MATERIAL FOR THIS TASK:
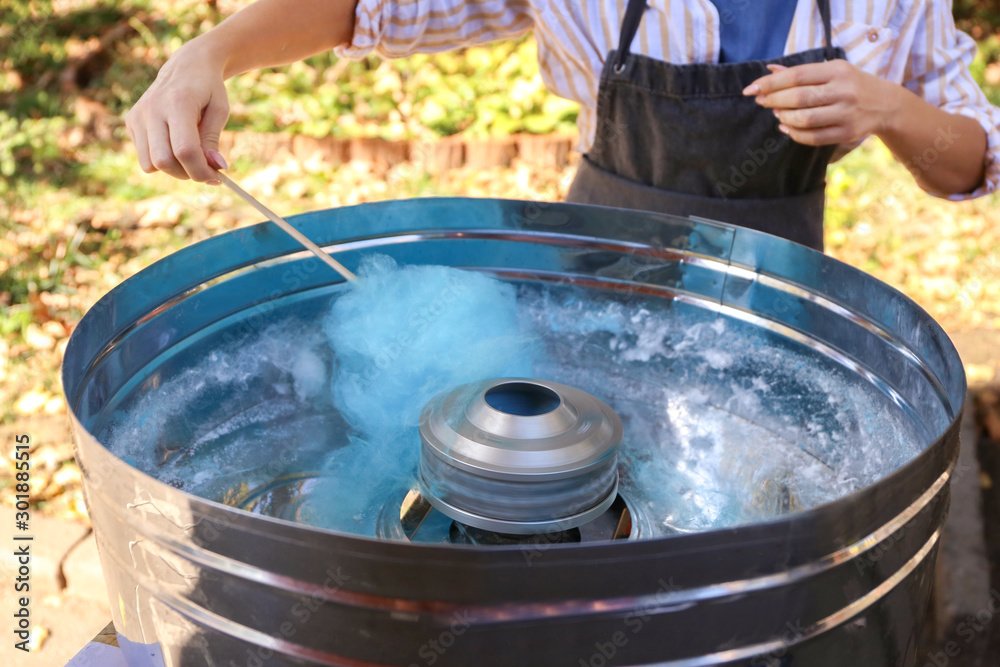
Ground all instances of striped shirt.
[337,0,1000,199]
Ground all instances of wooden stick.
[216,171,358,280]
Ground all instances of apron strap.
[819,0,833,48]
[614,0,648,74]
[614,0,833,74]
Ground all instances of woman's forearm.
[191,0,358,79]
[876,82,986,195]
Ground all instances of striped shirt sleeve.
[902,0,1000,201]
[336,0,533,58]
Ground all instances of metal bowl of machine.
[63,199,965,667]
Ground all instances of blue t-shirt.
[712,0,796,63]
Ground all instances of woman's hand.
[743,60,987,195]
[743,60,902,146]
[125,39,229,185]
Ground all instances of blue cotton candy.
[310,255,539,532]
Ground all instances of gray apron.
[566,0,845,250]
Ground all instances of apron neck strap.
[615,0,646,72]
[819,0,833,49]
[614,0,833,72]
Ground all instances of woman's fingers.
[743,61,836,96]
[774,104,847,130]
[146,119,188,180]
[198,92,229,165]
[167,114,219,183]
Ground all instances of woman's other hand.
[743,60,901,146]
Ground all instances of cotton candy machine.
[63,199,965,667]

* * *

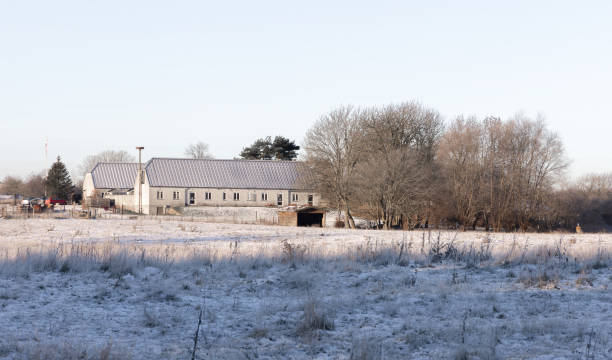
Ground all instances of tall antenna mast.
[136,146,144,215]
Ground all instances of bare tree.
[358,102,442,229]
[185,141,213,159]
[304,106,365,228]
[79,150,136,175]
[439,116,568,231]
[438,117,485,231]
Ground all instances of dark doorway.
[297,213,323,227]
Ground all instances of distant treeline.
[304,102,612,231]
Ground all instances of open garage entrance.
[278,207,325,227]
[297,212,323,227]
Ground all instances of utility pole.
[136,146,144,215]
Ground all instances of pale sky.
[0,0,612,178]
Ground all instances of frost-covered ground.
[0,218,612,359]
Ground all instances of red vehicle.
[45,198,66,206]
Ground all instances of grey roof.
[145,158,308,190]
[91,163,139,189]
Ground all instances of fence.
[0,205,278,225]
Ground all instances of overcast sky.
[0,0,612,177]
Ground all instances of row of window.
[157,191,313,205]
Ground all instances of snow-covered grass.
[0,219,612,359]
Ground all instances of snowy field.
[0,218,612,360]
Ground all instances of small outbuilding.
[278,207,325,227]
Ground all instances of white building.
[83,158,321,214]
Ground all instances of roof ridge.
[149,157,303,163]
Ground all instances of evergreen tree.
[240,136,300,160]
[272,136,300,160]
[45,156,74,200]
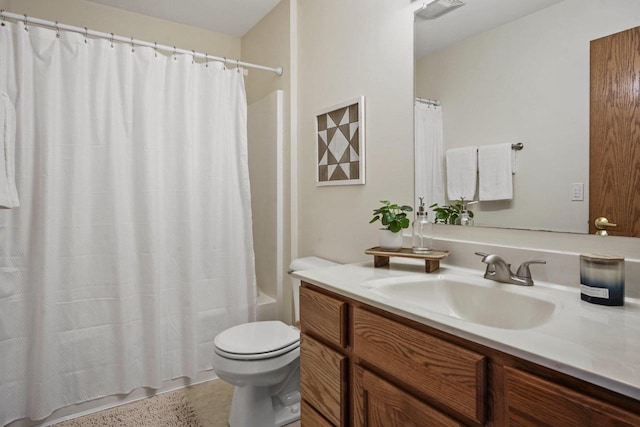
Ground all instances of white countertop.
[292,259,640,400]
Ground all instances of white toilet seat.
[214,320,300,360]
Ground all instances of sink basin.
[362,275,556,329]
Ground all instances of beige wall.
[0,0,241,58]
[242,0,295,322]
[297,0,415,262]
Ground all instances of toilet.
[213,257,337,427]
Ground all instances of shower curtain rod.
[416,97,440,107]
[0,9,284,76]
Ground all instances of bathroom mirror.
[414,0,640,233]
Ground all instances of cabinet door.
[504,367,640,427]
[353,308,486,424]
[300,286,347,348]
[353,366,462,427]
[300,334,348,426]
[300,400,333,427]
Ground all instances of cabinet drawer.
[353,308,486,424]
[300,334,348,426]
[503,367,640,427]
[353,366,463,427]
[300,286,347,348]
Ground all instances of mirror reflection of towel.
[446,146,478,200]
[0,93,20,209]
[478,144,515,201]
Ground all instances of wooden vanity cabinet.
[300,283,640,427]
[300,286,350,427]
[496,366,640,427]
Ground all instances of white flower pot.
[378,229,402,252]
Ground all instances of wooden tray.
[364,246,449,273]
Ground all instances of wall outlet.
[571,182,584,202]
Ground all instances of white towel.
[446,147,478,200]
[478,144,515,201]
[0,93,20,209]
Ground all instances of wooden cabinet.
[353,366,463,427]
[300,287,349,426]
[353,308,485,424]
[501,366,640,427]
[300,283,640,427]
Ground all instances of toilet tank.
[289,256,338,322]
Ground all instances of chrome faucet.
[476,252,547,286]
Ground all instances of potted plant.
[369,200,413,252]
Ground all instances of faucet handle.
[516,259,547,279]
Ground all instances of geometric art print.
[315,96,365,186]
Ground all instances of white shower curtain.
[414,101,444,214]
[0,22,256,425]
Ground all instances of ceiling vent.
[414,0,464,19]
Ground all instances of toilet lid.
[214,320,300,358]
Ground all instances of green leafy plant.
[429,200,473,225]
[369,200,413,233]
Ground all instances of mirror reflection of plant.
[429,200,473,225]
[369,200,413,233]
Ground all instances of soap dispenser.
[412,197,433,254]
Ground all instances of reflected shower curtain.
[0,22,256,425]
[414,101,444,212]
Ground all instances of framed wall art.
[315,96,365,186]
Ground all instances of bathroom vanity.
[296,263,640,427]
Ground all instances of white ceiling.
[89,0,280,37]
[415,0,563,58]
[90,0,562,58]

TASK INSTRUCTIONS: Revise the part of the rows that opens with the line containing "Ground all instances of small outbuilding." and closes with the line containing "[300,400,333,427]", replacing "beige wall" with "tan wall" and leaving everything else unchanged. Reproduce only those rows, and omit the pictures.

PROBLEM SOLUTION:
Ground all instances of small outbuilding.
[278,207,325,227]
Ground all instances of white building.
[83,158,321,214]
Ground all instances of roof ridge.
[149,157,303,163]
Ground all instances of evergreen tree.
[240,136,300,160]
[272,136,300,160]
[45,156,74,200]
Ground all instances of white countertop.
[292,259,640,400]
Ground all instances of white toilet seat.
[214,320,300,360]
Ground all instances of sink basin.
[362,275,556,329]
Ground all instances of tan wall.
[0,0,241,58]
[242,0,295,322]
[297,0,415,262]
Ground all instances of toilet.
[213,257,337,427]
Ground all instances of shower curtain rod.
[416,97,440,107]
[0,9,284,76]
Ground all instances of bathroom mirror.
[414,0,640,233]
Ground all instances of cabinet door.
[504,367,640,427]
[353,308,486,424]
[300,286,347,348]
[353,366,462,427]
[300,334,348,426]
[300,400,333,427]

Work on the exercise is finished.